Part of a data file:
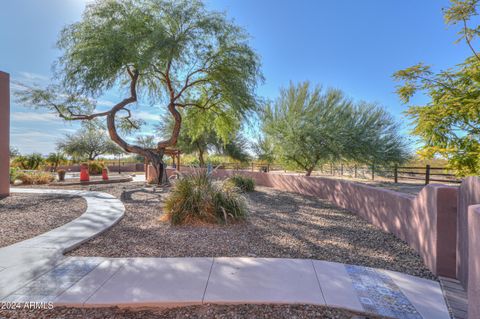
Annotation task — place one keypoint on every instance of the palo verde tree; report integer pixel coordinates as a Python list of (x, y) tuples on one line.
[(175, 53), (204, 131), (308, 127), (88, 143), (449, 124)]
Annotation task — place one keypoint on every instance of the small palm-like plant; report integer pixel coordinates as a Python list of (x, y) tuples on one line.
[(198, 199)]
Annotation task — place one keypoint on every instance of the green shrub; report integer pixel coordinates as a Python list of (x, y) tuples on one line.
[(61, 174), (32, 161), (95, 168), (197, 199), (244, 183), (35, 178)]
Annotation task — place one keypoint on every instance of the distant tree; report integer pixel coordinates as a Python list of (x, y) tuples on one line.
[(175, 52), (29, 162), (14, 152), (87, 143), (205, 131), (449, 124), (55, 159), (308, 127)]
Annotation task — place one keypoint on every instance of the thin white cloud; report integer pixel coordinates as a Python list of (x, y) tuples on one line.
[(33, 117)]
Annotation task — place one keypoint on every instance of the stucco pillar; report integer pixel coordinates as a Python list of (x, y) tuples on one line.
[(4, 134), (474, 261)]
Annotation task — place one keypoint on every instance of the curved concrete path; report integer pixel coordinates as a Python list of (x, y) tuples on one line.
[(36, 270)]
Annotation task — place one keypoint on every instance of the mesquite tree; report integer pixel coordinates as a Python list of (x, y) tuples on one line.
[(174, 53)]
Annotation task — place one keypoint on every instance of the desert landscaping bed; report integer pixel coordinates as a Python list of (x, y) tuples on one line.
[(280, 224), (198, 312), (23, 216)]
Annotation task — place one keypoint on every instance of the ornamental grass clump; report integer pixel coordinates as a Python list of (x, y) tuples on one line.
[(198, 199), (244, 183)]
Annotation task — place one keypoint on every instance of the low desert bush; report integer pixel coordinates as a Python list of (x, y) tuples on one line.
[(244, 183), (61, 174), (35, 178), (14, 171), (197, 199)]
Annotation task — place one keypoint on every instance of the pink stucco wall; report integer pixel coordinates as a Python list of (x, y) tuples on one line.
[(4, 133), (427, 222), (469, 194), (474, 261)]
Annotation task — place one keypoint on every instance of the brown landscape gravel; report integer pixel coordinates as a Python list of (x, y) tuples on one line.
[(23, 216), (197, 312), (280, 224)]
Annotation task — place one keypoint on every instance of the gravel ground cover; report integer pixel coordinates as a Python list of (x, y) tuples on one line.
[(23, 216), (280, 224), (198, 312)]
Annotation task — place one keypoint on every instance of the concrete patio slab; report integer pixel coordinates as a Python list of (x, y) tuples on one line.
[(425, 295), (263, 280), (336, 285), (155, 282), (88, 285)]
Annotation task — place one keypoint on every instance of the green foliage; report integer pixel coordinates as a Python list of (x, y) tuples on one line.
[(61, 174), (34, 178), (308, 127), (14, 152), (265, 150), (87, 144), (244, 183), (175, 52), (197, 199), (28, 162), (14, 171), (448, 125)]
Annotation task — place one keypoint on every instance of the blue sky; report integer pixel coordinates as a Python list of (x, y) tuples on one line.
[(349, 44)]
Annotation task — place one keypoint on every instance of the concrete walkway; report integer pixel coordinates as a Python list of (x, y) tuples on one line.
[(36, 270)]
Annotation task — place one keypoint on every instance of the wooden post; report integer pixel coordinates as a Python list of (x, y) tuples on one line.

• [Task directions]
Change every "keypoint" in the lines above to "marker" and write all the lines out again with nothing else altered, leaving out the pictures.

• [Reply]
Annotation task — place one marker on every instance of the palo verde tree; report integer pixel coordinates as a Python list of (x, y) tuples on one line.
[(175, 53), (204, 131), (308, 127), (88, 143), (449, 124)]
Annotation task — place one marker on every instance of the small palm-like plant; report integer pixel coordinates as a Python list of (x, y) tuples on one line.
[(198, 199)]
Annotation task — place one marker on every instance of the green shrub; report integer pixel coordinates as a Python list of (x, y) tuples on one line.
[(61, 174), (32, 161), (95, 168), (197, 199), (244, 183), (35, 178)]
Annotation task — place one marker on every instance of the distant tree; report integer pixel coordinates as a Python list of (x, y) tuples on one line.
[(175, 52), (29, 162), (14, 152), (87, 143), (205, 131), (449, 124), (55, 159), (308, 127)]
Annotation task — place one marker on every instance of the thin white cloud; report integer pixel coordinates as a Python list of (x, y) tuples on one line.
[(33, 117)]
Annotation task — place one marker on every instance of the stucco pillar; report integer pixel coordinates as a Python list of (x, y) tuples on one line.
[(4, 134), (474, 261)]
Annotation task — place one marker on every instance of the curved concrete path; report integer pixel coordinates as a Python list of (x, y) tuples on one line.
[(36, 270)]
Annotation task — place one marker on every instance of the mesquite tree; report integer pixel coordinates as a Python list of (x, y) tuples on one line.
[(174, 53)]
Annotation task — place one marker on every instance of the desert landscaping bed; report integer pixel coordinates as a Python list of (x, y) tuples on one line.
[(280, 224), (198, 312), (23, 216)]
Annotation task — place one marker on every instance of the ornamental grass clump; report integer pixel coordinates as a Python list of (x, y) tuples on one line.
[(198, 199), (244, 183)]
Annotation task — place one marker on every instance of the low desert bush; report integer pixel coordinates as a Python list of (x, y) tuples on one line.
[(244, 183), (61, 174), (35, 178), (14, 171), (197, 199)]
Annotation task — place one marker on every instance of the pink stucco wall; report integer pixel coordinates as a Python list of (x, y) tuples on one line.
[(4, 133), (427, 222), (469, 194), (474, 261)]
Annotation task — place one marker on every instance of the brown landscape gravel; report integer pixel coordinates as a Python list of (x, y) tuples on one line.
[(23, 216), (197, 312), (280, 224)]
Annotation task — place one marker on every instance of the gravel ground cover; report integer pixel coordinates as a Python list of (x, y) tuples on one line.
[(23, 216), (280, 224), (198, 312)]
Annotation task — place one marker on every instance of the concrete patio slab; report integer pixel coordinates as a Python list of (x, y) tuples on one line.
[(425, 295), (263, 280), (336, 285), (155, 282), (88, 285)]
Annotation task — place one marker on every instance of the green foliage; report integer pixel coordinates as a Python list of (x, y) tuples on one line.
[(61, 174), (34, 178), (308, 127), (14, 152), (265, 150), (87, 144), (244, 183), (175, 52), (197, 199), (28, 162), (14, 171), (448, 125)]
Annotation task — place one marker on every instance of the blue sky; report integer pixel coordinates as a Python list of (x, y) tuples on one line.
[(349, 44)]
Annotation task — place one marker on every instance of the concrete walkway; report integer pixel coordinates as a Python list of (x, y) tuples on one line.
[(36, 270)]
Annotation task — place one marker on every instance of the wooden post; report integer pixel coordinates as a Python list of (x, y) tuples on one line.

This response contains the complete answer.